| PROVIDED MATERIAL |
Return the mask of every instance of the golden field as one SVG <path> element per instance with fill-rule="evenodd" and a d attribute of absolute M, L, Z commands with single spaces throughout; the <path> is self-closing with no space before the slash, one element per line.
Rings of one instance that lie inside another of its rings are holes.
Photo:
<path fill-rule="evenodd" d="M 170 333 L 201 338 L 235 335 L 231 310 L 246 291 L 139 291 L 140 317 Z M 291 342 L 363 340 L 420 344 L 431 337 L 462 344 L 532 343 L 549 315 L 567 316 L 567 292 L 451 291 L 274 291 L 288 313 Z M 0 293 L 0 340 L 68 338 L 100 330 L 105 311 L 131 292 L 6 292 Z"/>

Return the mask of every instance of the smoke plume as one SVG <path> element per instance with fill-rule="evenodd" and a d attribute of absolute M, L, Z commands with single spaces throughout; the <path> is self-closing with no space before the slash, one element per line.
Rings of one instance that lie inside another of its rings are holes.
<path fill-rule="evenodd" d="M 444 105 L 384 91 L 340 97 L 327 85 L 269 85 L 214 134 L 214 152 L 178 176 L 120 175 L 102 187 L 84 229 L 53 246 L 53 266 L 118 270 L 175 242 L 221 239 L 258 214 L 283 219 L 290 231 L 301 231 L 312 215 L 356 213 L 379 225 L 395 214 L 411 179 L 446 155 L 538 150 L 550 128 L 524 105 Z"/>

| WHAT YOU SHOULD DO |
Render every line of the items above as a Markdown table with the columns "No." and "Text", one line per row, numbered in order. Leave out blank lines.

| RESULT FOR THIS EXERCISE |
| No. | Text |
|---|---|
| 1 | Return the mask of every instance of the golden field as one SVG <path> element per instance with fill-rule="evenodd" and a d attribute of absolute M, L, Z commands with single spaces throughout; the <path> is self-closing with no space before the slash, one element per line. |
| 2 | Rings of one instance that lie inside another of its rings are holes. |
| 3 | Photo: |
| 4 | <path fill-rule="evenodd" d="M 170 333 L 201 338 L 235 335 L 231 310 L 246 291 L 139 291 L 140 317 Z M 291 342 L 363 340 L 420 344 L 431 337 L 462 344 L 532 343 L 549 315 L 567 316 L 567 292 L 451 291 L 274 291 L 288 313 Z M 0 293 L 0 340 L 68 338 L 100 330 L 105 311 L 131 292 L 6 292 Z"/> |
| 5 | Return the mask of every instance of the smoke plume as one SVG <path> element per instance with fill-rule="evenodd" and a d attribute of absolute M, L, Z commands with single spaces throughout; the <path> is self-closing with no space before the slash, one element per line. |
| 6 | Rings of one instance that lie inside another of its rings are holes. |
| 7 | <path fill-rule="evenodd" d="M 444 105 L 384 91 L 340 97 L 327 85 L 269 85 L 214 134 L 214 152 L 178 176 L 120 175 L 102 187 L 84 229 L 53 246 L 53 266 L 118 270 L 175 242 L 221 239 L 258 214 L 283 219 L 290 231 L 301 231 L 312 215 L 356 213 L 379 225 L 395 214 L 411 179 L 446 155 L 538 150 L 550 128 L 524 105 Z"/> |